* _TANTANGAN_
1. Dalam teks tentang penggalangan dana aksi, rapat membagi tugas sesuai kapasitas masing-masing. Sebutkan semua tugas itu.
2. Ubah "polygon" menjadi "outline" pada bagian entri dari awal entri sampai baris yang memuat "10L2 1L0 191L256", termasuk kedua ujungnya. Tulis ulang bagian itu tanpa gambar, dengan sisanya tetap sama.

* _BLOK TEKS_
Aktivis dan Peneliti Irma Hidayana di Kios Ojo Keos, Jakarta, 17 Desember 2019./ TEMPO/M Taufan Rengganis
Rapat konsolidasi berlangsung cair karena sekitar 20 peserta sebelumnya sudah saling kenal di lapangan. Irma mengklaim peserta rapat kompak terbakar semangatnya. Mereka membahas sejumlah hal, dari tujuh tuntutan demonstrasi hingga pembiayaan. Rapat juga memutuskan pembagian tugas sesuai dengan kapasitas masing-masing. Ada yang mengerahkan massa, mengawal urusan hukum, menggarap materi kampanye, dan mengurus advokasi.
Adapun ihwal pembiayaan, Ananda-lah yang kemudian mencetuskan ide galang dana publik. “Ide menggalang dana untuk aksi politik masih baru di Indonesia, tapi ini menarik sebagai antitesis demonstrasi bayaran. Urusan anggarannya pun lebih jelas,” kata Cholil “ERK”. Gagasan itu menyusul curhatan wakil mahasiswa Universitas Indonesia dan Universitas Trisakti yang terancam kehabisan ongkos logistik. Sebab, sebelum aksi 23 September 2019, mereka sudah turun ke jalan memprotes rencana revisi KUHP dan Undang-Undang KPK. Bila apes, jumlah donasi tak memenuhi target, peserta rapat sepakat untuk saweran duit.
Dalam rapat tersebut, Ananda menawarkan diri sebagai relawan penggalang dana publik, sedangkan ERK berposisi sebagai penyokong. “Gue dan ERK maju hanya karena kami sudah dikenal sebagai musikus. Tak ada kisah heroik,” ujar Ananda. Kebutuhan dan alokasi dana juga diurai mendetail. Rapat sepakat duit donasi diprioritaskan untuk menyewa ambulans dan mobil komando serta biaya buat nasi bungkus dan air mineral. Adapun konsekuensi hukum tak mereka bahas. “Diciduk polisi itu di luar perhitungan kami.”
Tak lama setelah Ananda mengunggah tautan donasi di media sosial, bantuan dari warga mulai mengalir. Karena jumlahnya melebihi target, Ananda dan anggota rapat konsolidasi membentuk tim operator khusus donasi dan berbagi tugas. Sementara Ananda berfokus mengurus konten media sosial dan distribusi duit, anggota timnya ada yang bertugas menyiapkan ambulans dan membuat properti demonstrasi. Lewat Instagram dan Twitter pula Ananda menawarkan bantuan kepada mahasiswa demonstran yang terganjal urusan logistik.

* _DATA LATIHAN_
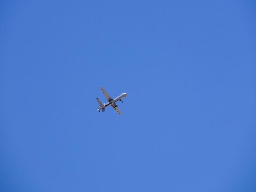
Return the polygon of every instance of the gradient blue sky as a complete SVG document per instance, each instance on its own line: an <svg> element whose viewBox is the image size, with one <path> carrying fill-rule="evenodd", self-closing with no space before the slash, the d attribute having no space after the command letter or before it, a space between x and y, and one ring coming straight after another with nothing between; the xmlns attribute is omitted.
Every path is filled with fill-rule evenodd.
<svg viewBox="0 0 256 192"><path fill-rule="evenodd" d="M256 10L2 1L0 191L256 191Z"/></svg>

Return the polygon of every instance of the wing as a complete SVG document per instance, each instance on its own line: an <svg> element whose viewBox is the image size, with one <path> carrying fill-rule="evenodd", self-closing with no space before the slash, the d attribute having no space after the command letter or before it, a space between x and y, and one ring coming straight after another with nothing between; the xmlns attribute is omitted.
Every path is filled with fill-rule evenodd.
<svg viewBox="0 0 256 192"><path fill-rule="evenodd" d="M118 107L117 106L117 105L115 103L114 103L113 105L111 105L111 106L112 106L112 107L113 108L117 113L118 113L118 114L119 114L120 115L122 115L122 113L121 112L121 111L119 110L119 108L118 108Z"/></svg>
<svg viewBox="0 0 256 192"><path fill-rule="evenodd" d="M109 95L108 94L108 93L107 93L107 92L104 89L104 88L103 88L103 87L102 86L100 86L99 87L99 88L100 88L100 89L102 91L104 94L105 97L106 97L106 99L107 99L107 100L109 102L110 101L113 100L113 99L112 98L111 98L110 96L109 96Z"/></svg>

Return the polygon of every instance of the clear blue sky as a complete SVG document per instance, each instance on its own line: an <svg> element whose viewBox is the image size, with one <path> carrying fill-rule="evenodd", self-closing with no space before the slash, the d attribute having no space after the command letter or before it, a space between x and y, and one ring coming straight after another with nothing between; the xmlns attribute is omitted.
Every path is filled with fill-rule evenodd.
<svg viewBox="0 0 256 192"><path fill-rule="evenodd" d="M256 191L256 10L2 1L0 191Z"/></svg>

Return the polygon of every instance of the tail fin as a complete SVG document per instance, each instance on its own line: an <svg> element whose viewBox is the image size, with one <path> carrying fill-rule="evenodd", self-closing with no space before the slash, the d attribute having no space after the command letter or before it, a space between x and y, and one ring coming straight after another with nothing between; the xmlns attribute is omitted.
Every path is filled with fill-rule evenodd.
<svg viewBox="0 0 256 192"><path fill-rule="evenodd" d="M99 105L100 107L102 107L104 106L103 104L102 104L102 103L99 100L98 98L96 98L96 100L98 102Z"/></svg>

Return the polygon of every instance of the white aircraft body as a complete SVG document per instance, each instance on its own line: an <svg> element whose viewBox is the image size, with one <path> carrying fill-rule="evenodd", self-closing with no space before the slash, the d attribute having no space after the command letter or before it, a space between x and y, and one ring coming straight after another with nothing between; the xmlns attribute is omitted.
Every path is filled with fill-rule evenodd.
<svg viewBox="0 0 256 192"><path fill-rule="evenodd" d="M102 86L100 86L99 87L100 88L100 89L105 96L105 97L106 97L106 99L108 102L107 103L102 104L102 103L99 100L99 98L96 98L96 100L97 100L97 101L99 103L99 107L98 108L97 110L99 111L100 113L100 110L101 109L102 111L102 112L104 112L105 111L105 107L108 107L108 105L111 105L111 107L113 108L116 111L117 113L118 113L118 114L119 115L122 115L122 113L118 108L118 105L116 104L116 102L120 101L122 103L123 101L121 100L121 99L124 97L126 97L126 96L127 95L127 93L123 93L118 97L116 97L115 99L112 99L110 96L109 96L109 95L108 95L108 93L107 93Z"/></svg>

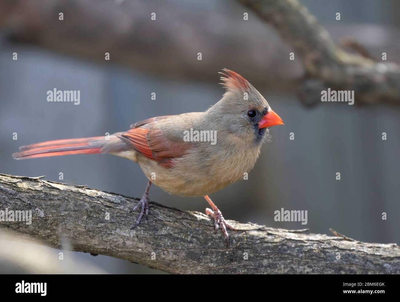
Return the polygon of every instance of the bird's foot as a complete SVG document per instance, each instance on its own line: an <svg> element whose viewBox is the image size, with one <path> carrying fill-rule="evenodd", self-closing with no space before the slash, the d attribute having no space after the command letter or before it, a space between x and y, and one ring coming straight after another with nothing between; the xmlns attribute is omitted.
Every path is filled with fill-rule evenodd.
<svg viewBox="0 0 400 302"><path fill-rule="evenodd" d="M228 244L229 243L229 235L226 231L226 228L228 228L235 232L237 231L233 226L226 222L226 221L224 219L224 217L222 216L222 214L221 213L221 211L218 210L218 208L216 207L214 209L214 210L207 208L206 209L206 214L209 215L214 219L214 223L215 225L215 232L214 234L216 234L218 228L220 226L221 227L221 229L225 236L225 240L226 241L226 247L228 247Z"/></svg>
<svg viewBox="0 0 400 302"><path fill-rule="evenodd" d="M146 216L146 220L147 220L147 216L149 214L149 201L150 199L149 199L148 194L146 192L142 197L142 199L139 201L138 204L135 206L135 207L132 209L132 211L129 212L130 213L132 213L139 207L141 207L142 208L142 209L140 211L140 214L139 215L138 220L136 221L136 224L130 227L130 228L131 230L133 230L138 226L138 225L142 221L142 219L143 218L144 215Z"/></svg>

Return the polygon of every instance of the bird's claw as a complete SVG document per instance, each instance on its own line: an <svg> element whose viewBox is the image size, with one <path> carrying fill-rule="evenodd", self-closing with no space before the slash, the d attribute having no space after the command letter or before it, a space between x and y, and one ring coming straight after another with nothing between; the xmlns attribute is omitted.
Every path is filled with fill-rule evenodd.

* _HASIL LATIHAN_
1.
- Mengerahkan massa
- Mengawal urusan hukum
- Menggarap materi kampanye
- Mengurus advokasi

2.
Return the outline of every instance of the gradient blue sky as a complete SVG document per instance, each instance on its own line: an <svg> element whose viewBox is the image size, with one <path> carrying fill-rule="evenodd", self-closing with no space before the slash, the d attribute having no space after the command letter or before it, a space between x and y, and one ring coming straight after another with nothing between; the xmlns attribute is omitted.
Every path is filled with fill-rule evenodd.
<svg viewBox="0 0 256 192"><path fill-rule="evenodd" d="M256 10L2 1L0 191L256 191Z"/></svg>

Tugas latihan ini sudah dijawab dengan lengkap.